= Texto de lectura =

WILLY COPPENS SE DIVIERTE EN DE PANNE

Acaban de almorzar y ya han tomado asiento en los automóviles, están listos para partir; en esas llega la llamada telefónica. Un avión alemán está atacando, en ese mismo instante, algunas de las trincheras de la primera línea. ¿Podrían enviar un par de cazas para ahuyentarlo? El piloto alemán ha desafiado el mal tiempo que durante dos días ha mantenido en tierra firme al escuadrón en pleno y que ahora les había inducido a interrumpir la tediosa espera en los barracones del aeródromo para ir a divertirse a De Panne.

Resulta que en el teatro del hospital de dicha localidad actúan Libeau y su famosa troupe de artistas. La compañía va de gira por el frente con sus representaciones de música y teatro, y suele convocar un público de mil personas o más, en su mayoría militares franceses o belgas, muchos de ellos convalecientes, todos ávidos de diversión o de un cambio de aires. Dos de los hombres bajan de los coches, van corriendo a cambiarse. Los demás prosiguen hacia el teatro del hospital de De Panne, recorriendo la carretera, a estas alturas ya tan familiar, bordeada de abedules. Pero tienen tiempo de ver elevarse el primer aeroplano hacia el firmamento gris. Es Verhoustraeten; Coppens le reconoce por el modo tan especial que tiene de probar sus ametralladoras. Ahora suena casi como un saludo. Tal vez lo sea.

= Qué hay que hacer =
**A)** Traduce al inglés esta oración del texto de lectura: «Es Verhoustraeten; Coppens le reconoce por el modo tan especial que tiene de probar sus ametralladoras.»
**B)** Responde, por favor, estas preguntas según el texto de lectura:
(i) ¿Qué está atacando el avión alemán?
(ii) ¿Quiénes actúan en el teatro del hospital de De Panne?
(iii) ¿De qué árboles está bordeada la carretera hacia el teatro?

= Conjunto de datos =
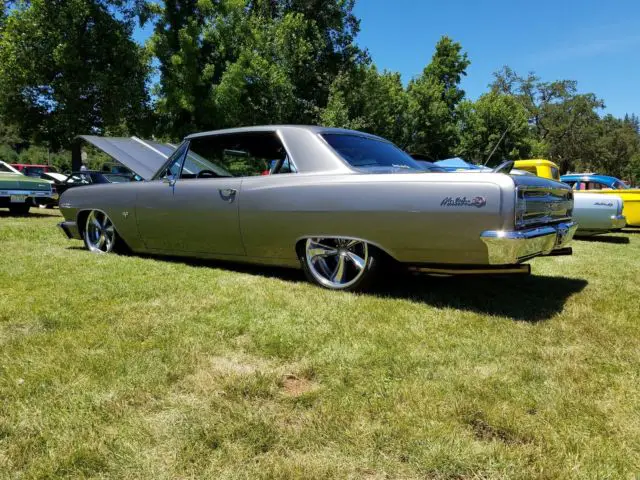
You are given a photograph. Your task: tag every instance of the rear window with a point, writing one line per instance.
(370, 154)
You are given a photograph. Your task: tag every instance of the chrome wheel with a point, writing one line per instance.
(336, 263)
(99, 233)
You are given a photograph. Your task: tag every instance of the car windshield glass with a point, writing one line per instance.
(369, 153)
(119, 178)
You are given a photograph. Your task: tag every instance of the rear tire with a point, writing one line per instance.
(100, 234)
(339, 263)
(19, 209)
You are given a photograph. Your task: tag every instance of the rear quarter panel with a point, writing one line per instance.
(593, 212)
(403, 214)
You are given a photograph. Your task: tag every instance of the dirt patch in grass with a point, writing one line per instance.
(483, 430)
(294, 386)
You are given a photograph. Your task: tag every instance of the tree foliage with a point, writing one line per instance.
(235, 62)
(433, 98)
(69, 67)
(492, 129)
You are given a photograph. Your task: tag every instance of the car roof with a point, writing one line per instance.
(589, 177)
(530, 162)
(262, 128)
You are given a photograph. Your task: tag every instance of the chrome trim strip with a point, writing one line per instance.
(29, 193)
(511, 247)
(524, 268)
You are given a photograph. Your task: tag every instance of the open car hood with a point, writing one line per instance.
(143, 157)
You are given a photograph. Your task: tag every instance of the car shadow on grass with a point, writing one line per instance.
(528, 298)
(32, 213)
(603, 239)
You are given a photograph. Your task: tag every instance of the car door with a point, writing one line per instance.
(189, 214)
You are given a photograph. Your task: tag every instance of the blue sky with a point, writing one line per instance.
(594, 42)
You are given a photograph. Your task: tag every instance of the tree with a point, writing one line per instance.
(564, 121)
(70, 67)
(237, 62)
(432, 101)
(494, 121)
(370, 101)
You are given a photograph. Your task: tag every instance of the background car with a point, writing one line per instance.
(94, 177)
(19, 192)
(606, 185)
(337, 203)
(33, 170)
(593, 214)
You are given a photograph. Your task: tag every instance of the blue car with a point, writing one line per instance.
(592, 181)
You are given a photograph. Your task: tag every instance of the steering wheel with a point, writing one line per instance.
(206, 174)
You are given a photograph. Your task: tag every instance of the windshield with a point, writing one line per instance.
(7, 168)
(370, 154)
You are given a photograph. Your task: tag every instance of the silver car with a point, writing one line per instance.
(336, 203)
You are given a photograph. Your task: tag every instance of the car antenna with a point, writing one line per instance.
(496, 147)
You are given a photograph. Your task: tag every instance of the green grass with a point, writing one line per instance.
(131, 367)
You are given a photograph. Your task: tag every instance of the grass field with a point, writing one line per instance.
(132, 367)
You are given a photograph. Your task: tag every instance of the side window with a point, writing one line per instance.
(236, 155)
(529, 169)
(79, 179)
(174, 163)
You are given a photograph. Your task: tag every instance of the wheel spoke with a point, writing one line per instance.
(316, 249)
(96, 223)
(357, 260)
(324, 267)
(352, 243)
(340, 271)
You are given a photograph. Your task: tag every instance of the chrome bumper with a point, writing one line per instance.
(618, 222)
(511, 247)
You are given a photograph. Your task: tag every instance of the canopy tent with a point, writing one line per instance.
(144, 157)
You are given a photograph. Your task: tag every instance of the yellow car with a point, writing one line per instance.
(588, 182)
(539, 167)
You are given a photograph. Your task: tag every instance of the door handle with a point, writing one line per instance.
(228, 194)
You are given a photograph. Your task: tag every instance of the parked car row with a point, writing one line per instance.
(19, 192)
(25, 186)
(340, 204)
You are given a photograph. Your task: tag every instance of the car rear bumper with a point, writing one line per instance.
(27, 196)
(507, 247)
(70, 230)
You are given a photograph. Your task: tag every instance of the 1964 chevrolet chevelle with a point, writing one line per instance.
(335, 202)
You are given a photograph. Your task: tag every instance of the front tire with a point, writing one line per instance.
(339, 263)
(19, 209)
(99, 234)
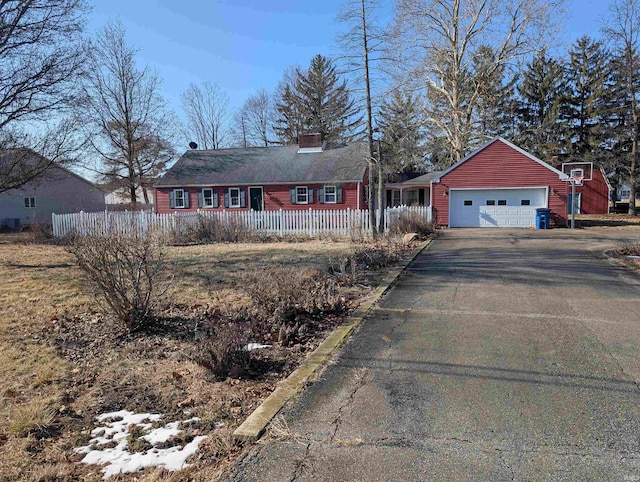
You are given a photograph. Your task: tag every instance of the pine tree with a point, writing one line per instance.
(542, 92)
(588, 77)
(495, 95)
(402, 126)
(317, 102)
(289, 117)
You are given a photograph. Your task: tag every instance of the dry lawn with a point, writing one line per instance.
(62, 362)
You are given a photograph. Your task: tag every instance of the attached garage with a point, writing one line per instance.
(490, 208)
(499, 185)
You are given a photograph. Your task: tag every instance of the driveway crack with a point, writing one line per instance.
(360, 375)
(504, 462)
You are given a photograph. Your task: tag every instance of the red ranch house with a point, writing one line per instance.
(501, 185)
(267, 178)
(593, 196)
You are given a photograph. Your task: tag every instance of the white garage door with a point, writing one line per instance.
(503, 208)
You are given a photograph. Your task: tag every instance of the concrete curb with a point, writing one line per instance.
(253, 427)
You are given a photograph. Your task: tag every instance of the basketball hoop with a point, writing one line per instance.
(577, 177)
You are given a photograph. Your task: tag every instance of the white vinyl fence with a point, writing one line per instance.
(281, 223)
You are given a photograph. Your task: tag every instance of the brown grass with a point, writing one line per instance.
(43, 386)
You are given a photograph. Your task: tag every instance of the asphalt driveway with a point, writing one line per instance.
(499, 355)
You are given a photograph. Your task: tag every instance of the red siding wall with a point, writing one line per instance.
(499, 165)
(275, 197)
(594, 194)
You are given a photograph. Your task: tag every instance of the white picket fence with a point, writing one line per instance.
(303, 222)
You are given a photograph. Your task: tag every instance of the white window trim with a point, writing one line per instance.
==
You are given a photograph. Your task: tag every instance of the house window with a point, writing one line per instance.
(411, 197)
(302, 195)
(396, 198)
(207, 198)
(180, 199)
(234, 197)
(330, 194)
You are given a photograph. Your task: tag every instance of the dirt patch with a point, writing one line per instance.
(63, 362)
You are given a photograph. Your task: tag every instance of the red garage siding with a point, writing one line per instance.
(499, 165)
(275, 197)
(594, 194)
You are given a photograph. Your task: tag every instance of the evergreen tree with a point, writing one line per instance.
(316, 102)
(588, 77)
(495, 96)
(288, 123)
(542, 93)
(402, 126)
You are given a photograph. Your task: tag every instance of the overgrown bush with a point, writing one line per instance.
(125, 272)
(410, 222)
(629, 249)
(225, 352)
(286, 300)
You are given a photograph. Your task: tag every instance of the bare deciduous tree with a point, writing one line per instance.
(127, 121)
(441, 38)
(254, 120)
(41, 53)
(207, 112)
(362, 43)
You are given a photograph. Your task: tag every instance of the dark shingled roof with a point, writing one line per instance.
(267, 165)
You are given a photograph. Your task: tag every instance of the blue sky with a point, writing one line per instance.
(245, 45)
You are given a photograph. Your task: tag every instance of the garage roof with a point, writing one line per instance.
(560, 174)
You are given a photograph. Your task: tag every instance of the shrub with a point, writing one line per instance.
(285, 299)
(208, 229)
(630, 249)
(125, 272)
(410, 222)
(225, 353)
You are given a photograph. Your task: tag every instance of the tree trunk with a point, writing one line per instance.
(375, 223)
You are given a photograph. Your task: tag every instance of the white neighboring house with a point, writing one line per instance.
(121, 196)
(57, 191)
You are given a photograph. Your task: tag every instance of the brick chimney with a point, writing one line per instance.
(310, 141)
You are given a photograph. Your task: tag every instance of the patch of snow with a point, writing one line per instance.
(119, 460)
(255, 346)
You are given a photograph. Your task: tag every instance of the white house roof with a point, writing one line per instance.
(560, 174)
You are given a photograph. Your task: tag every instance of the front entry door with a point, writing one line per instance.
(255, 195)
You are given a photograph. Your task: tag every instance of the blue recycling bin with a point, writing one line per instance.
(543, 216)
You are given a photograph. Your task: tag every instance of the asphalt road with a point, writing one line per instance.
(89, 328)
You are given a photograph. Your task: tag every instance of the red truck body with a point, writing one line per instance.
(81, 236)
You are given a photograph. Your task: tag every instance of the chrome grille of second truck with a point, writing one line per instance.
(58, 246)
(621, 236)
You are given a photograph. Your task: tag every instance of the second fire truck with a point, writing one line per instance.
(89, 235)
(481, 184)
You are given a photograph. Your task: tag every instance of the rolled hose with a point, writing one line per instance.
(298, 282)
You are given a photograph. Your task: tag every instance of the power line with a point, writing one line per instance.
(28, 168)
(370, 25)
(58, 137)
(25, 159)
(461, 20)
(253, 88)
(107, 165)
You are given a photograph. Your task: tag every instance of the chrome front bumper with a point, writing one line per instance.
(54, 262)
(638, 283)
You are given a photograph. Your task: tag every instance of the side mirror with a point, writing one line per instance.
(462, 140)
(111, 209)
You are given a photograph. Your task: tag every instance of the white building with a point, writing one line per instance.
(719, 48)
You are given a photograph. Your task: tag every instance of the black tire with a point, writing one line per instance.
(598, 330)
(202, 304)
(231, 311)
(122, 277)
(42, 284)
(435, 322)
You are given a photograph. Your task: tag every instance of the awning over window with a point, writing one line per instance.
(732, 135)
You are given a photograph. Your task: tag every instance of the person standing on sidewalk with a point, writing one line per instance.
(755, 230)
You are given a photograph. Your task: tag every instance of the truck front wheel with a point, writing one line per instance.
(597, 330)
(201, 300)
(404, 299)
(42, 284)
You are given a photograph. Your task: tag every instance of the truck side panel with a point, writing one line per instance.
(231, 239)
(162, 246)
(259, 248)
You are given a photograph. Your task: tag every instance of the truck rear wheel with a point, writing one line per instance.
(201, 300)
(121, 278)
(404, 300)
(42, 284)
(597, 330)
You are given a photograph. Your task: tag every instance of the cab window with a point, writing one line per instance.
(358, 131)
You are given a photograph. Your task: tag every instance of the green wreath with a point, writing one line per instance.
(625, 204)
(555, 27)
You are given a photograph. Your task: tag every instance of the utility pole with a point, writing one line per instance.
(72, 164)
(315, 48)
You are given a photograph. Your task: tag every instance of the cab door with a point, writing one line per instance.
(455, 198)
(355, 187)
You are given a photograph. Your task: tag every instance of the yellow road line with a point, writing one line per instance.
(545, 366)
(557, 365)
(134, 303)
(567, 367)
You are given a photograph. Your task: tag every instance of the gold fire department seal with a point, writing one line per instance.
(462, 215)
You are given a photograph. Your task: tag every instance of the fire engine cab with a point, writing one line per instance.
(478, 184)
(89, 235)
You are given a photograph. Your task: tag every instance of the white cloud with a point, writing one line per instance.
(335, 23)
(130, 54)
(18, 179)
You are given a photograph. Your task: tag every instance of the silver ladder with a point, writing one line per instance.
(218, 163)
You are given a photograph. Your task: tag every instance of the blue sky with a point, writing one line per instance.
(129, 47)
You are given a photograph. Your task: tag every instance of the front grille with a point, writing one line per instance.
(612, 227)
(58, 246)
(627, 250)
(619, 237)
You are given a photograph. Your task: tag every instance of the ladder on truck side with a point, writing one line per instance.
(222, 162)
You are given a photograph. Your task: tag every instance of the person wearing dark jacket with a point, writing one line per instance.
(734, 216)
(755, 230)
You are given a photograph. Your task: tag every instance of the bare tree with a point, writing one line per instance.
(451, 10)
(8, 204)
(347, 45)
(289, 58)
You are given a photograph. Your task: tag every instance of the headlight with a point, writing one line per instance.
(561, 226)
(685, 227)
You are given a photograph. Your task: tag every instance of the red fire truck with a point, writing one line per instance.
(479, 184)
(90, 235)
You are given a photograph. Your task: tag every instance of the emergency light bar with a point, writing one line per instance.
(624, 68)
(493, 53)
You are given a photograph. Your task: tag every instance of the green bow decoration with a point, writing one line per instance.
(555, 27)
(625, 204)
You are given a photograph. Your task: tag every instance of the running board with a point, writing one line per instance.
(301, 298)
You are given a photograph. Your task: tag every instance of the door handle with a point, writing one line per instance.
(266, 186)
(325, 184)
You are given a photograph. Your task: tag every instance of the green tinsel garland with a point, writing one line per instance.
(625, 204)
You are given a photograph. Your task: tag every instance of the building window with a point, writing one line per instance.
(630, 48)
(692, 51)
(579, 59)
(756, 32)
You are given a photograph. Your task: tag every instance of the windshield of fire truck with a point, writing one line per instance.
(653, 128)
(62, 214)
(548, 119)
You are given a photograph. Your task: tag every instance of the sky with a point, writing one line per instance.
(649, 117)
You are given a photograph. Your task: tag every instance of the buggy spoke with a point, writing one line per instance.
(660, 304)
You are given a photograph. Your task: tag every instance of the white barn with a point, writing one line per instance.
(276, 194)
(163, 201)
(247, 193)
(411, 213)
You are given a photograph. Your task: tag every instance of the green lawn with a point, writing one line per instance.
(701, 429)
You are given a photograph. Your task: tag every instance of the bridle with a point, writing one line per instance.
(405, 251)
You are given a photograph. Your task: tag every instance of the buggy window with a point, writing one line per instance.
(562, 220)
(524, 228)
==
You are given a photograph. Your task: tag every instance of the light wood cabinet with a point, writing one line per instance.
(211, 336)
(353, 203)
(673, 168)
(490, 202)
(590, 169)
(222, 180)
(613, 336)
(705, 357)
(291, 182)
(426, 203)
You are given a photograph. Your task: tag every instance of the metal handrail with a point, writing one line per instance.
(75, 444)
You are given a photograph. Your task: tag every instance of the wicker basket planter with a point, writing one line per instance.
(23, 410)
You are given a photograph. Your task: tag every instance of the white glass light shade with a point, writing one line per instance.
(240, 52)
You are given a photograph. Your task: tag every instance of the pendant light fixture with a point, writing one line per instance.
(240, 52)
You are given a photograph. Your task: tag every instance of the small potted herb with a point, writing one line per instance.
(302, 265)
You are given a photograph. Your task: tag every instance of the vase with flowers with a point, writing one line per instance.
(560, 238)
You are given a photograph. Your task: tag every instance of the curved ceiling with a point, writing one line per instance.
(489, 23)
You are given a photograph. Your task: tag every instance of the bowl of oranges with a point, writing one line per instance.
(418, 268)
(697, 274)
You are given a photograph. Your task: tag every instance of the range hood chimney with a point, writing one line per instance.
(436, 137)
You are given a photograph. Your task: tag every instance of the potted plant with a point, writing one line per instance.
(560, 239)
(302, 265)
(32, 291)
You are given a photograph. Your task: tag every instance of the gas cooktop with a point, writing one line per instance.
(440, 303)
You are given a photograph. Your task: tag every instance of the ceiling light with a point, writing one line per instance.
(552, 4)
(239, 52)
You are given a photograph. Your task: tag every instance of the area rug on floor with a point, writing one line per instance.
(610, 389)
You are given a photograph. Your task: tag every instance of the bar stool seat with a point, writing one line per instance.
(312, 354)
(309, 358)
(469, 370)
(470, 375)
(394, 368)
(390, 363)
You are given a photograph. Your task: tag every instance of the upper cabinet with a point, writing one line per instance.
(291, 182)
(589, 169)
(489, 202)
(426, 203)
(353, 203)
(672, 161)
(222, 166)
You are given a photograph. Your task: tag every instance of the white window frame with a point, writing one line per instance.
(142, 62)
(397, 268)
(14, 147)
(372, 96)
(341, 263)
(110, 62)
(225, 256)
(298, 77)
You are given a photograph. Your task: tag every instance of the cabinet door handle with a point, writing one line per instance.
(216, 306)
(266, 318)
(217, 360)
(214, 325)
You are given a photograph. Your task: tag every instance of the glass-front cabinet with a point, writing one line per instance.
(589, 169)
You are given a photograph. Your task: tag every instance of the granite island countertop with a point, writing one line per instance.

= Soluciones por tarea =
**A)** It is Verhoustraeten; Coppens recognizes him by the very particular way he has of testing his machine guns.

**B)**
(i) Algunas de las trincheras de la primera línea.
(ii) Libeau y su famosa troupe de artistas.
(iii) De abedules.